Stored data entries

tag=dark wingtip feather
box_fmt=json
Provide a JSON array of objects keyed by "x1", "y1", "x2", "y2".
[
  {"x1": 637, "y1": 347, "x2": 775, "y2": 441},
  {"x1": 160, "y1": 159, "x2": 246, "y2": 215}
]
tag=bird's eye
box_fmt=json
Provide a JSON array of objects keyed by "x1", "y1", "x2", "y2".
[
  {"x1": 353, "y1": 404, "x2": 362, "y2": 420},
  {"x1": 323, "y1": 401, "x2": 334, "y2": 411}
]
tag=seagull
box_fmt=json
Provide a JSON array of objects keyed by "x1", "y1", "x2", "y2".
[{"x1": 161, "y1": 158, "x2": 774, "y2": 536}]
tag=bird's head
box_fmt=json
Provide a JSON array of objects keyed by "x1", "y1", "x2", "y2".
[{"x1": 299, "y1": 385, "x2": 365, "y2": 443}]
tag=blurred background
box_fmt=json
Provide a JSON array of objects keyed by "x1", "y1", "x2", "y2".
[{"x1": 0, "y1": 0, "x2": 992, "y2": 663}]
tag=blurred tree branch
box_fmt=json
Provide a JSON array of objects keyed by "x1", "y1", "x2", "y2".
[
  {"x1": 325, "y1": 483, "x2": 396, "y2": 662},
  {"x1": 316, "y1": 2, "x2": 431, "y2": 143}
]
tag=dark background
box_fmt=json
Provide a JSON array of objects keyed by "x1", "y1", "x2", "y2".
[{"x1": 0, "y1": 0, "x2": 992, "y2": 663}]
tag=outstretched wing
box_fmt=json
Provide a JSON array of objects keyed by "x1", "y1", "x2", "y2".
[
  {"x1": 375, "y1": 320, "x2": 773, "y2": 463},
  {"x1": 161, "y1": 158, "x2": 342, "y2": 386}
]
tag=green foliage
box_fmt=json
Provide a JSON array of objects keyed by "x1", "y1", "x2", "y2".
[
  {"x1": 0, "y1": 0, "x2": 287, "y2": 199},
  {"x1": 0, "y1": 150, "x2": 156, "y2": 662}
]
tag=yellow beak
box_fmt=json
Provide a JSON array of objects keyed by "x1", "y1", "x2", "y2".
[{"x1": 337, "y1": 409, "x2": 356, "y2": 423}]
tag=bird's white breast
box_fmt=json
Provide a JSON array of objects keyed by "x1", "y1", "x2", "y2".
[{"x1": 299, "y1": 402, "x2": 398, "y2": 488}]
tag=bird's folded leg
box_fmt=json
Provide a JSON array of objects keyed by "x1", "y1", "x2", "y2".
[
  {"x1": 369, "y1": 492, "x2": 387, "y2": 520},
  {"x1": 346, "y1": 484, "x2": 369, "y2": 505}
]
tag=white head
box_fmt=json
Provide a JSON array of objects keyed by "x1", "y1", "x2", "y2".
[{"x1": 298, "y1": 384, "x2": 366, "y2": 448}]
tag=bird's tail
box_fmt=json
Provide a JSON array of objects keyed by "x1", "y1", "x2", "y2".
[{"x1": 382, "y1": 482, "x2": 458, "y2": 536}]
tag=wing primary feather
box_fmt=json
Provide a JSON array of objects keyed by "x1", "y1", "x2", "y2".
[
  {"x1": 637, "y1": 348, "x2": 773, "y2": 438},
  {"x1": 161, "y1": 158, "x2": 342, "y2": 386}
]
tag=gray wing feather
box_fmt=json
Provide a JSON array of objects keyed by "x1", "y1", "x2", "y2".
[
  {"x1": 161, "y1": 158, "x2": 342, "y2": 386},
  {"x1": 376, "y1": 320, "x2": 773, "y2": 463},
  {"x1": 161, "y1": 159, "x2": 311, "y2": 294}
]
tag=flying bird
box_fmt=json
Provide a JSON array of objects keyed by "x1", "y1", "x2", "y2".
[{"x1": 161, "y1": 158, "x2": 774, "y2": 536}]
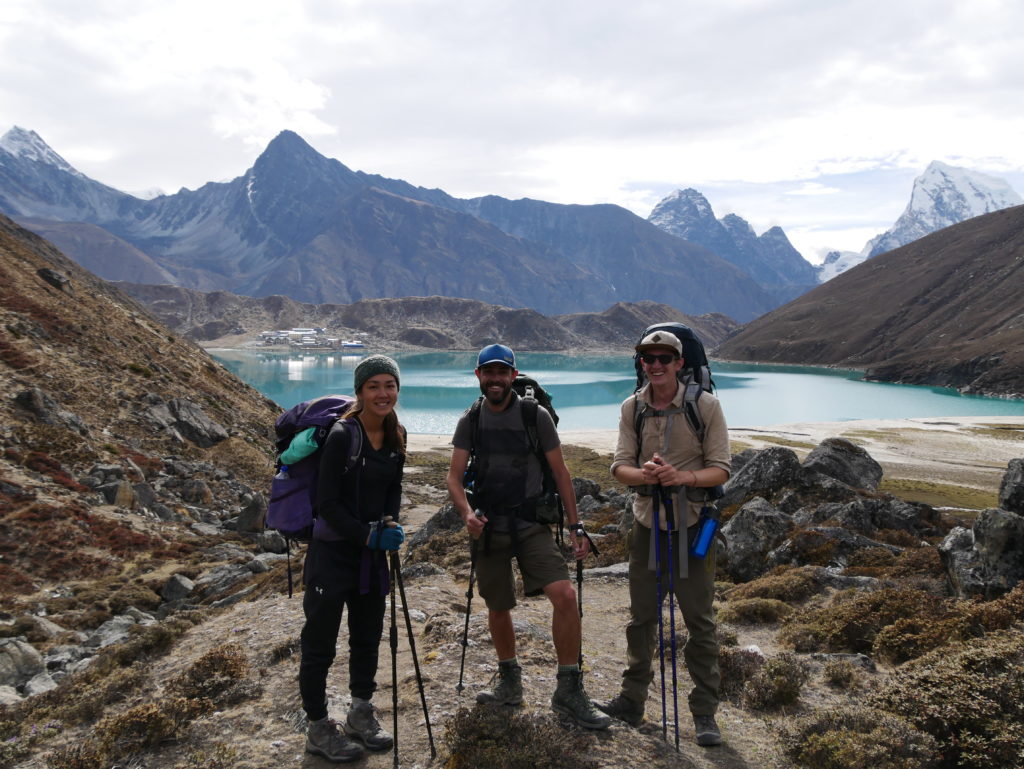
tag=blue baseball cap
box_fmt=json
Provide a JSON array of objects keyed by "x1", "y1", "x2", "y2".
[{"x1": 477, "y1": 343, "x2": 516, "y2": 369}]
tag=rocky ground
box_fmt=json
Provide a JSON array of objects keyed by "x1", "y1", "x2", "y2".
[
  {"x1": 2, "y1": 214, "x2": 1022, "y2": 769},
  {"x1": 5, "y1": 422, "x2": 1022, "y2": 769}
]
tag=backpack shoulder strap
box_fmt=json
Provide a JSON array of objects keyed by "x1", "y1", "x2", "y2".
[
  {"x1": 332, "y1": 417, "x2": 363, "y2": 473},
  {"x1": 520, "y1": 396, "x2": 540, "y2": 454},
  {"x1": 467, "y1": 396, "x2": 483, "y2": 453},
  {"x1": 681, "y1": 379, "x2": 706, "y2": 443}
]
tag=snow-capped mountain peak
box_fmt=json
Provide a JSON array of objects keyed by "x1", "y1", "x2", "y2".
[
  {"x1": 864, "y1": 161, "x2": 1023, "y2": 258},
  {"x1": 0, "y1": 126, "x2": 83, "y2": 177},
  {"x1": 648, "y1": 188, "x2": 716, "y2": 232}
]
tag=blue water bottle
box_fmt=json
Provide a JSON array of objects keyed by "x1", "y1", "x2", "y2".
[
  {"x1": 690, "y1": 504, "x2": 720, "y2": 558},
  {"x1": 274, "y1": 464, "x2": 289, "y2": 480}
]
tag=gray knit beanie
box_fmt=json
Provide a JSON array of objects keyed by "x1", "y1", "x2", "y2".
[{"x1": 353, "y1": 354, "x2": 401, "y2": 392}]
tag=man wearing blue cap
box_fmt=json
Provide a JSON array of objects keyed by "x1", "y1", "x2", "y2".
[{"x1": 446, "y1": 344, "x2": 610, "y2": 730}]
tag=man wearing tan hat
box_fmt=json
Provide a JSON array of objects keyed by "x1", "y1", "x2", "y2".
[{"x1": 596, "y1": 329, "x2": 731, "y2": 747}]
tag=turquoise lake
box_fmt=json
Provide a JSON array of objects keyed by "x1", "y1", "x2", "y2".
[{"x1": 209, "y1": 349, "x2": 1024, "y2": 433}]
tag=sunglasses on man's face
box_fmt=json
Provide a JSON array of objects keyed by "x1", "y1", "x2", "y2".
[{"x1": 640, "y1": 353, "x2": 677, "y2": 365}]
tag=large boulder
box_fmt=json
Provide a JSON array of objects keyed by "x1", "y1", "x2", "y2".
[
  {"x1": 234, "y1": 493, "x2": 267, "y2": 533},
  {"x1": 13, "y1": 387, "x2": 90, "y2": 436},
  {"x1": 998, "y1": 459, "x2": 1024, "y2": 514},
  {"x1": 719, "y1": 447, "x2": 803, "y2": 509},
  {"x1": 720, "y1": 497, "x2": 793, "y2": 582},
  {"x1": 0, "y1": 638, "x2": 44, "y2": 688},
  {"x1": 801, "y1": 438, "x2": 883, "y2": 491},
  {"x1": 407, "y1": 501, "x2": 464, "y2": 553},
  {"x1": 766, "y1": 526, "x2": 902, "y2": 571},
  {"x1": 792, "y1": 497, "x2": 932, "y2": 537},
  {"x1": 939, "y1": 508, "x2": 1024, "y2": 599},
  {"x1": 142, "y1": 395, "x2": 229, "y2": 447},
  {"x1": 194, "y1": 564, "x2": 252, "y2": 599}
]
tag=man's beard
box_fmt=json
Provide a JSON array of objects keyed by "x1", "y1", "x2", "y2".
[{"x1": 480, "y1": 378, "x2": 512, "y2": 405}]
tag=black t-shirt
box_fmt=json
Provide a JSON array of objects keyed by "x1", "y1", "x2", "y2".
[{"x1": 452, "y1": 393, "x2": 559, "y2": 511}]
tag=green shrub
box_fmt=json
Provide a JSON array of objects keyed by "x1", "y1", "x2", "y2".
[
  {"x1": 822, "y1": 658, "x2": 861, "y2": 689},
  {"x1": 108, "y1": 583, "x2": 162, "y2": 614},
  {"x1": 46, "y1": 741, "x2": 107, "y2": 769},
  {"x1": 719, "y1": 597, "x2": 793, "y2": 625},
  {"x1": 444, "y1": 705, "x2": 597, "y2": 769},
  {"x1": 779, "y1": 588, "x2": 947, "y2": 654},
  {"x1": 870, "y1": 630, "x2": 1024, "y2": 769},
  {"x1": 174, "y1": 743, "x2": 238, "y2": 769},
  {"x1": 167, "y1": 642, "x2": 258, "y2": 707},
  {"x1": 724, "y1": 566, "x2": 821, "y2": 603},
  {"x1": 741, "y1": 652, "x2": 808, "y2": 710},
  {"x1": 780, "y1": 706, "x2": 939, "y2": 769},
  {"x1": 0, "y1": 720, "x2": 61, "y2": 767},
  {"x1": 871, "y1": 616, "x2": 966, "y2": 664},
  {"x1": 718, "y1": 646, "x2": 764, "y2": 701},
  {"x1": 94, "y1": 697, "x2": 204, "y2": 757}
]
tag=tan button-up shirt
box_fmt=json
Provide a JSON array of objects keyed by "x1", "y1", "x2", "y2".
[{"x1": 611, "y1": 382, "x2": 731, "y2": 529}]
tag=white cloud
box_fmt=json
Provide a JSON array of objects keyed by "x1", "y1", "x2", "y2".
[{"x1": 2, "y1": 0, "x2": 1024, "y2": 256}]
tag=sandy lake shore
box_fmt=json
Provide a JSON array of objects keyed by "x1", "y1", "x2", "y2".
[{"x1": 407, "y1": 415, "x2": 1023, "y2": 493}]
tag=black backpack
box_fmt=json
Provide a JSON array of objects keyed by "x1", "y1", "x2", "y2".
[
  {"x1": 513, "y1": 374, "x2": 559, "y2": 426},
  {"x1": 462, "y1": 375, "x2": 562, "y2": 529},
  {"x1": 633, "y1": 322, "x2": 714, "y2": 443}
]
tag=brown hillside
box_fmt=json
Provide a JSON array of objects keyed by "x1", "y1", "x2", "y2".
[
  {"x1": 0, "y1": 215, "x2": 278, "y2": 468},
  {"x1": 1, "y1": 212, "x2": 280, "y2": 597},
  {"x1": 716, "y1": 205, "x2": 1024, "y2": 397}
]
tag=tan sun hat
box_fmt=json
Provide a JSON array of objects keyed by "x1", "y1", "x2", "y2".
[{"x1": 635, "y1": 330, "x2": 682, "y2": 356}]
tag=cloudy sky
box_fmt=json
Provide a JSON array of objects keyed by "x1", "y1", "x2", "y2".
[{"x1": 3, "y1": 0, "x2": 1023, "y2": 261}]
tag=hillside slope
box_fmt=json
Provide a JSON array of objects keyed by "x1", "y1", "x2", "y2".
[
  {"x1": 716, "y1": 206, "x2": 1024, "y2": 397},
  {"x1": 116, "y1": 284, "x2": 740, "y2": 351}
]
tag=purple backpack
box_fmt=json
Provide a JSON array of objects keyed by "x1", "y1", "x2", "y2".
[{"x1": 266, "y1": 395, "x2": 362, "y2": 544}]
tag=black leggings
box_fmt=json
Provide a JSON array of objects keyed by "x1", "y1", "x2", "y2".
[{"x1": 299, "y1": 541, "x2": 387, "y2": 720}]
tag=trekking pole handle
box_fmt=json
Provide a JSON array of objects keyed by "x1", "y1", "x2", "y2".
[{"x1": 569, "y1": 523, "x2": 600, "y2": 557}]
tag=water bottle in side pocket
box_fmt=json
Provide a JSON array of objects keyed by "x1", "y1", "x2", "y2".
[{"x1": 690, "y1": 503, "x2": 720, "y2": 558}]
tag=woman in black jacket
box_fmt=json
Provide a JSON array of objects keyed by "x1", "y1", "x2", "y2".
[{"x1": 300, "y1": 355, "x2": 406, "y2": 764}]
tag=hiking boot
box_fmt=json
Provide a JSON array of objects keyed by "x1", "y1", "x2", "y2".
[
  {"x1": 343, "y1": 700, "x2": 393, "y2": 751},
  {"x1": 551, "y1": 670, "x2": 611, "y2": 730},
  {"x1": 306, "y1": 717, "x2": 364, "y2": 763},
  {"x1": 693, "y1": 713, "x2": 722, "y2": 747},
  {"x1": 476, "y1": 661, "x2": 523, "y2": 705},
  {"x1": 594, "y1": 693, "x2": 644, "y2": 727}
]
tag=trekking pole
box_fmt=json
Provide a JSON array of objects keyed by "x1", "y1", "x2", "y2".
[
  {"x1": 388, "y1": 544, "x2": 400, "y2": 769},
  {"x1": 651, "y1": 494, "x2": 668, "y2": 743},
  {"x1": 661, "y1": 488, "x2": 681, "y2": 752},
  {"x1": 574, "y1": 528, "x2": 600, "y2": 669},
  {"x1": 391, "y1": 550, "x2": 437, "y2": 760},
  {"x1": 457, "y1": 512, "x2": 483, "y2": 696}
]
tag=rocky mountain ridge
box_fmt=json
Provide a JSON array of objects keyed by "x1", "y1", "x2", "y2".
[
  {"x1": 647, "y1": 188, "x2": 819, "y2": 303},
  {"x1": 0, "y1": 127, "x2": 776, "y2": 321},
  {"x1": 116, "y1": 282, "x2": 739, "y2": 352},
  {"x1": 716, "y1": 205, "x2": 1024, "y2": 397}
]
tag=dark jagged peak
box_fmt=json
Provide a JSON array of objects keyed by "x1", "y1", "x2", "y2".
[{"x1": 253, "y1": 130, "x2": 355, "y2": 180}]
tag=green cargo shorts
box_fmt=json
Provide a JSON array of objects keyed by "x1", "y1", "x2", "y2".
[{"x1": 476, "y1": 523, "x2": 569, "y2": 612}]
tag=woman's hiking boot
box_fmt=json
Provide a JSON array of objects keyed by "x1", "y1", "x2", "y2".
[
  {"x1": 693, "y1": 714, "x2": 722, "y2": 746},
  {"x1": 343, "y1": 700, "x2": 394, "y2": 751},
  {"x1": 475, "y1": 660, "x2": 523, "y2": 705},
  {"x1": 306, "y1": 717, "x2": 364, "y2": 763},
  {"x1": 594, "y1": 693, "x2": 644, "y2": 726},
  {"x1": 551, "y1": 670, "x2": 611, "y2": 730}
]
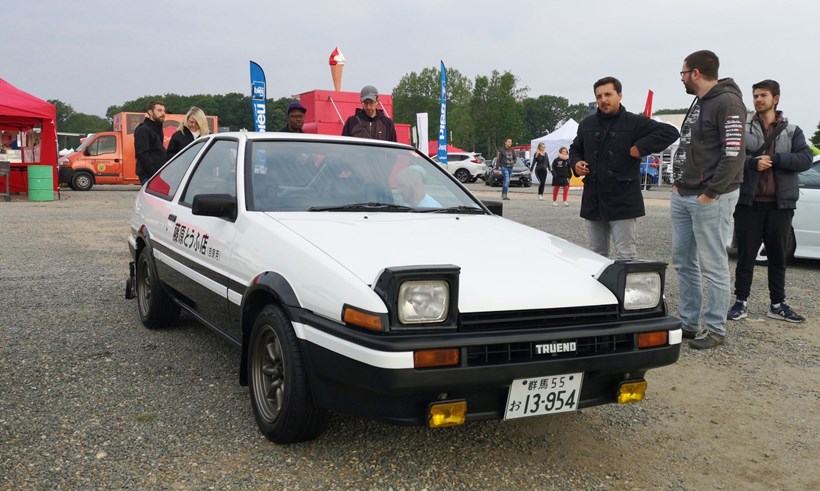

| Your task |
Copy out the lines of the data where the string "bottle" occurs.

| Solution below |
tag=blue water bottle
tag=water bottle in side pocket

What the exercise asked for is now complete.